BEGIN Task material

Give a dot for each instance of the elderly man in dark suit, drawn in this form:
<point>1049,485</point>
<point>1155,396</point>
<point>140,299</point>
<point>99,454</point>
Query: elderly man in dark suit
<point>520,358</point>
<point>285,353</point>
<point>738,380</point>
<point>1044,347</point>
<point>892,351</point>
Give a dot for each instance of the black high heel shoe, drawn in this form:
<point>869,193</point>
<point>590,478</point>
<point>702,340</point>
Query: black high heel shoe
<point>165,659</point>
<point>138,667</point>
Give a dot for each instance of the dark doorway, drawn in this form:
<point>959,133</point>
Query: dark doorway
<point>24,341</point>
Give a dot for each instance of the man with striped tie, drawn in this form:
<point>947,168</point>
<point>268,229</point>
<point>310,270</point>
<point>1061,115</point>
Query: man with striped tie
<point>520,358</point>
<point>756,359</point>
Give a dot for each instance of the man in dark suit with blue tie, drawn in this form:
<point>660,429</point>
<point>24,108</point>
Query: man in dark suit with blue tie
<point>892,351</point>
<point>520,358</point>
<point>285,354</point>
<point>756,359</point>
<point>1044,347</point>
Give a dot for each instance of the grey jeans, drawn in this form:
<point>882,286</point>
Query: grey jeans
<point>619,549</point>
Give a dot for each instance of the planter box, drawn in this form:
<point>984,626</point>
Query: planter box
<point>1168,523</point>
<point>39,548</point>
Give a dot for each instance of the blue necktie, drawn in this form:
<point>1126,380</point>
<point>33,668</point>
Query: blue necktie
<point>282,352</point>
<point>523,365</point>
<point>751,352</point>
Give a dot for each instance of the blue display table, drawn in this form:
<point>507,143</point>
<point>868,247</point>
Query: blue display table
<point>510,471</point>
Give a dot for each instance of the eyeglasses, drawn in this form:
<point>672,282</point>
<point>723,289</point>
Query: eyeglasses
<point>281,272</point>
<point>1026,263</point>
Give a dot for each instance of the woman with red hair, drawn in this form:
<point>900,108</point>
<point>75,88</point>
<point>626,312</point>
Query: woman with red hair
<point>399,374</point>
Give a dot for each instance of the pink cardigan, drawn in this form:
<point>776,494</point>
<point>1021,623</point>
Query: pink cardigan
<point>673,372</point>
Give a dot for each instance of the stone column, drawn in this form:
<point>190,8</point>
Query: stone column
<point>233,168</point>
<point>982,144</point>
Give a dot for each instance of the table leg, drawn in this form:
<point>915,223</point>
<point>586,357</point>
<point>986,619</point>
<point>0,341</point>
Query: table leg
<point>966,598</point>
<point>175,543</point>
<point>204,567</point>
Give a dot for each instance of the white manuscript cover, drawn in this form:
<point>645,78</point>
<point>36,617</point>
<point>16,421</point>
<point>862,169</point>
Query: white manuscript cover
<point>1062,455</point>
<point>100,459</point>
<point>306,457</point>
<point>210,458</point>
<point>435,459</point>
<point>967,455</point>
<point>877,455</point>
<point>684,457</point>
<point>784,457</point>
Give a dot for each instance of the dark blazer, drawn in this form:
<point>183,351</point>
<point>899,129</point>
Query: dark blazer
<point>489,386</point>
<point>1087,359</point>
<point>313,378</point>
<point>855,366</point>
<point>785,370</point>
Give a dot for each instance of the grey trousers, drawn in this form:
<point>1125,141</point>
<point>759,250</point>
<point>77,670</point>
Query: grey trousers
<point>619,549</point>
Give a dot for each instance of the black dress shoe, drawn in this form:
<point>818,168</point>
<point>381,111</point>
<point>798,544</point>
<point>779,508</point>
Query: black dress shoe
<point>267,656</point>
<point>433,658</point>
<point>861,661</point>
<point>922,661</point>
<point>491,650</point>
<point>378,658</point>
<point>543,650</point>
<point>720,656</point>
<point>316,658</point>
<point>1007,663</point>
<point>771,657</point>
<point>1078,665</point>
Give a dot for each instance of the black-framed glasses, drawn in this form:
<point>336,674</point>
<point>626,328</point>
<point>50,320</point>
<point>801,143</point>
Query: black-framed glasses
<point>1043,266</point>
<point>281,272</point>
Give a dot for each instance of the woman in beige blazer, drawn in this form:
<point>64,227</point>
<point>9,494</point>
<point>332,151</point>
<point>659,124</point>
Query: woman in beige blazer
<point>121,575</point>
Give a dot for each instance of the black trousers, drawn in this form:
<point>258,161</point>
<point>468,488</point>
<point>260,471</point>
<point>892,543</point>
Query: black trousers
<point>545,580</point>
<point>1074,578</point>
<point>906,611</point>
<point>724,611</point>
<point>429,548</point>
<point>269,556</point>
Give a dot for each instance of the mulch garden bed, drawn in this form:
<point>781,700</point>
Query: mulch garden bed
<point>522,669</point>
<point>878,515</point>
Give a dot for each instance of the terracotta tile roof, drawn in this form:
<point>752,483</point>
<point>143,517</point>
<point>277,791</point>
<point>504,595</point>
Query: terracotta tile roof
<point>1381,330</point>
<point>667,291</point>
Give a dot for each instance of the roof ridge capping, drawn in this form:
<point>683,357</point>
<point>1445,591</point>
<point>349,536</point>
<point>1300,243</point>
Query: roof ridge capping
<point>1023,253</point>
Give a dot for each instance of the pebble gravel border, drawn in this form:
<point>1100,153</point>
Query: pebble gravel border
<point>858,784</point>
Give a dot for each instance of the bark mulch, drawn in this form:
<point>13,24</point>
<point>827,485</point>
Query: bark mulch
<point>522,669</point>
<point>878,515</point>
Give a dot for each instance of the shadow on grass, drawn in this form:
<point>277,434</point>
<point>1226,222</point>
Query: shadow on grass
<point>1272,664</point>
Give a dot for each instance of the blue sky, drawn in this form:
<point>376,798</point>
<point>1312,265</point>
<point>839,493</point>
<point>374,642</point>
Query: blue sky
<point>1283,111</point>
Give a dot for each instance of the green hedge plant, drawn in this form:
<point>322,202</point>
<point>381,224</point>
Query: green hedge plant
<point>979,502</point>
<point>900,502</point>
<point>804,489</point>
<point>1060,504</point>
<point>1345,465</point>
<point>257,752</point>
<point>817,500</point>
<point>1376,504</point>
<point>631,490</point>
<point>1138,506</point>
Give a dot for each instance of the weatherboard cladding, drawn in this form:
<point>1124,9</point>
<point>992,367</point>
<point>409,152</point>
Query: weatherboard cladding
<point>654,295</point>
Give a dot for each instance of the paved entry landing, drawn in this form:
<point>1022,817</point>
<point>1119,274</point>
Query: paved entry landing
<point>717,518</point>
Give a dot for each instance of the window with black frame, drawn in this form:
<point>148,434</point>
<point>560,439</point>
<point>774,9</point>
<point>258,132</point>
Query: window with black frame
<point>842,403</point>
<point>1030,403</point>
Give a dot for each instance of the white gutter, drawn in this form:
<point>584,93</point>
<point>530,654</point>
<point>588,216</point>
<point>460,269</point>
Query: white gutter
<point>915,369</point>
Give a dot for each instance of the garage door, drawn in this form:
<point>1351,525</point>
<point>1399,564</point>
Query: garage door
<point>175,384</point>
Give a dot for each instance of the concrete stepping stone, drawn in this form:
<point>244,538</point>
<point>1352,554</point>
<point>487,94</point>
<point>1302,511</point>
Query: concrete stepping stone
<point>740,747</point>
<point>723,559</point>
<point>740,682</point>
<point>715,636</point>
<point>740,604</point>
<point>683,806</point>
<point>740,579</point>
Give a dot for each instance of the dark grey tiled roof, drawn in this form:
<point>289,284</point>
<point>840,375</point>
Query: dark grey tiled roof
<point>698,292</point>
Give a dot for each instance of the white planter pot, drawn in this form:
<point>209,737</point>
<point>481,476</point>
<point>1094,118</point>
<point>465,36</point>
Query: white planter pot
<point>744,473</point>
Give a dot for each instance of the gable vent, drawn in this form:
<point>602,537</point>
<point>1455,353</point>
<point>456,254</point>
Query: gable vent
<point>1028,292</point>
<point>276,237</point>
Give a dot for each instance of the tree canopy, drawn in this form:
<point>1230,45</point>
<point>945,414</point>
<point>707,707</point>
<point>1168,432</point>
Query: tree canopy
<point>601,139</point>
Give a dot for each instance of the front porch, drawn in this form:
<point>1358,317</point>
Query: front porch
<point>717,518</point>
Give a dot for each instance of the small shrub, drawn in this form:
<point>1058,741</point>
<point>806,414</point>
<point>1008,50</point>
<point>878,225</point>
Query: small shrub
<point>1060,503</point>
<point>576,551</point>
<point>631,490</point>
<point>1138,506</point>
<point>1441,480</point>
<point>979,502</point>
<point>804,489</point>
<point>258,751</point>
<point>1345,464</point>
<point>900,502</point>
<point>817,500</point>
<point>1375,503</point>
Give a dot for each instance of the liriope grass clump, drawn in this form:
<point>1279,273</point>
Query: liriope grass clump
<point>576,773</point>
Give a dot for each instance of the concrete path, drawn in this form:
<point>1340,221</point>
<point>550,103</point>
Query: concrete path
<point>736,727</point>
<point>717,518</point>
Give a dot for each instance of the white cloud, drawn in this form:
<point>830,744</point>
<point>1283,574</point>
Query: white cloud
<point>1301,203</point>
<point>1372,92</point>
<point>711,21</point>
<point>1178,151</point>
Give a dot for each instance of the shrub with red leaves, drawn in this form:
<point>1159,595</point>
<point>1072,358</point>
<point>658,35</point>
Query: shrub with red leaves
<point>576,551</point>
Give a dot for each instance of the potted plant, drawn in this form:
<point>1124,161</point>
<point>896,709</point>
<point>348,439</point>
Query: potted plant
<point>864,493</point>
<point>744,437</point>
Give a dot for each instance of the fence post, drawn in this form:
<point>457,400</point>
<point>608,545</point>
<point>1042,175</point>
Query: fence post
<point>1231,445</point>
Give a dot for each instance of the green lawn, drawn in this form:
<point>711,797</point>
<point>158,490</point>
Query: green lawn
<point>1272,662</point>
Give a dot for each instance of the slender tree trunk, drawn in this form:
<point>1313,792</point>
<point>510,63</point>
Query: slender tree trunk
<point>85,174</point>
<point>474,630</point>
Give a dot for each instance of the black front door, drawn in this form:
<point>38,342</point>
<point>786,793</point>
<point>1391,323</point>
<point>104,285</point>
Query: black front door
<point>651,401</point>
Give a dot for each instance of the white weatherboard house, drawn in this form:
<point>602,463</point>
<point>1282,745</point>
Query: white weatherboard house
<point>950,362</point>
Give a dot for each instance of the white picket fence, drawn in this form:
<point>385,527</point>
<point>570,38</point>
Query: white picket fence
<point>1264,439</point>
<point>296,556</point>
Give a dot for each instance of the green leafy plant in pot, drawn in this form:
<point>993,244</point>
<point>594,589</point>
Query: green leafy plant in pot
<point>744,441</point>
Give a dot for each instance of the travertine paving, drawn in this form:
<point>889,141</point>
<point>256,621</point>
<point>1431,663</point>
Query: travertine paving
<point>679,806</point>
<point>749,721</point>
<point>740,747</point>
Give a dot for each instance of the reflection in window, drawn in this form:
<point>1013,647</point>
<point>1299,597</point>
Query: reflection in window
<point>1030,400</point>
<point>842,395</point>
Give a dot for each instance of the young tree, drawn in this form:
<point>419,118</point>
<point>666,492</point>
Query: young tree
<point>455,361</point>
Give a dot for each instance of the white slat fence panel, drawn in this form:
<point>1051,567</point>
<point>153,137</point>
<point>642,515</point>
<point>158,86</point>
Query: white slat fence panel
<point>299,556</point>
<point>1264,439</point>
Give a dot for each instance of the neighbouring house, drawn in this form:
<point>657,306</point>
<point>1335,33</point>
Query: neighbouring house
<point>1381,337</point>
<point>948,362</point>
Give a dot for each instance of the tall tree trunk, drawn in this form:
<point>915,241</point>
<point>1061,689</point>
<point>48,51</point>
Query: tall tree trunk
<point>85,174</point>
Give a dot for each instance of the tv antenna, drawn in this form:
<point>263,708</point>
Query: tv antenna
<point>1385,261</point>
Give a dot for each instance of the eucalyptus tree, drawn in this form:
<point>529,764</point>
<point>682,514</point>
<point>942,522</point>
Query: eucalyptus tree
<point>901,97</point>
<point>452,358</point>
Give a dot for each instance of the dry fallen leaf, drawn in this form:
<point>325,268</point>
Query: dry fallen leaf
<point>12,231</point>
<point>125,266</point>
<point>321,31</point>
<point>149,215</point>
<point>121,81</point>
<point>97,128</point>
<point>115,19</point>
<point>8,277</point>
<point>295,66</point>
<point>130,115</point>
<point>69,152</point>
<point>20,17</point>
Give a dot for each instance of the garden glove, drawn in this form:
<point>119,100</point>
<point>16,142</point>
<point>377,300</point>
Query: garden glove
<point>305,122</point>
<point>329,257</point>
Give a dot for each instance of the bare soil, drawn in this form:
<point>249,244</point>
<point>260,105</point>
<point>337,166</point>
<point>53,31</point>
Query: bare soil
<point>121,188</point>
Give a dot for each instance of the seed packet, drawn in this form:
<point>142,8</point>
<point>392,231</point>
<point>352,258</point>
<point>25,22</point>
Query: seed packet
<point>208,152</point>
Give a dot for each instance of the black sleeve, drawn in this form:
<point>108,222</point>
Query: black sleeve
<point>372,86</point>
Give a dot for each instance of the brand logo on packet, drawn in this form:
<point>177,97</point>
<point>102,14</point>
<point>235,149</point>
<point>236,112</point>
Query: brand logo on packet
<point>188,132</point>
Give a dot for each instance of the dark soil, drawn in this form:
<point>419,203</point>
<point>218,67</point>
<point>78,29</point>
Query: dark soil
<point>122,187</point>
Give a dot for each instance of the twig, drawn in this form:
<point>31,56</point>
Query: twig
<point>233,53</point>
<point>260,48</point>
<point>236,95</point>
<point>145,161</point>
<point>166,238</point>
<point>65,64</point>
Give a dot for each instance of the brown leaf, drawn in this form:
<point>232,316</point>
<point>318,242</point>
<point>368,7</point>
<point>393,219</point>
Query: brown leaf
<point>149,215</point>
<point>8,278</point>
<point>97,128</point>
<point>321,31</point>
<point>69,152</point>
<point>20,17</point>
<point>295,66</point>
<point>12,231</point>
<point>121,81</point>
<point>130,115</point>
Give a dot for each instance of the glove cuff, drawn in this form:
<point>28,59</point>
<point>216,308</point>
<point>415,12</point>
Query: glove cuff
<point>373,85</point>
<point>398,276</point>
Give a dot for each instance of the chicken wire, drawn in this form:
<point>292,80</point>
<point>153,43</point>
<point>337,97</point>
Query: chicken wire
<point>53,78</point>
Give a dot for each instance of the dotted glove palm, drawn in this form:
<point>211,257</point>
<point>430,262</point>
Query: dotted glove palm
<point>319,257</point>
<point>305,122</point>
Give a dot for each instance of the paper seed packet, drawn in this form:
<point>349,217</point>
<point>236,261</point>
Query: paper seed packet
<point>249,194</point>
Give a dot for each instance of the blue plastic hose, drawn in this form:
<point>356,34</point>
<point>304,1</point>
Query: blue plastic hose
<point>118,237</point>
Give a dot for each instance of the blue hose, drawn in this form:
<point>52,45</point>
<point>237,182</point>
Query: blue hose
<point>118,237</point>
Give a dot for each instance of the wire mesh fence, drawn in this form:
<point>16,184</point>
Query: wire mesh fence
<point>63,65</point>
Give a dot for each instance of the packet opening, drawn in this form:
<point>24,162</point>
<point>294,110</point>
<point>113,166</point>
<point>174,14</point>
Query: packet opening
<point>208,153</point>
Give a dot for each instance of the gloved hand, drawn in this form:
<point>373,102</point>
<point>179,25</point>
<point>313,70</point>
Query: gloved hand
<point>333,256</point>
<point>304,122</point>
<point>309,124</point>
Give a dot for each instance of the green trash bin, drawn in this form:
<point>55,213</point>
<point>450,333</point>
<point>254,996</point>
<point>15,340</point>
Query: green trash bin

END Task material

- Problem description: What is needed is every line from the data above that includes the string "trash", copied out.

- Expected answer:
Give a dot for each instance of the green trash bin, drawn in this form:
Query: green trash bin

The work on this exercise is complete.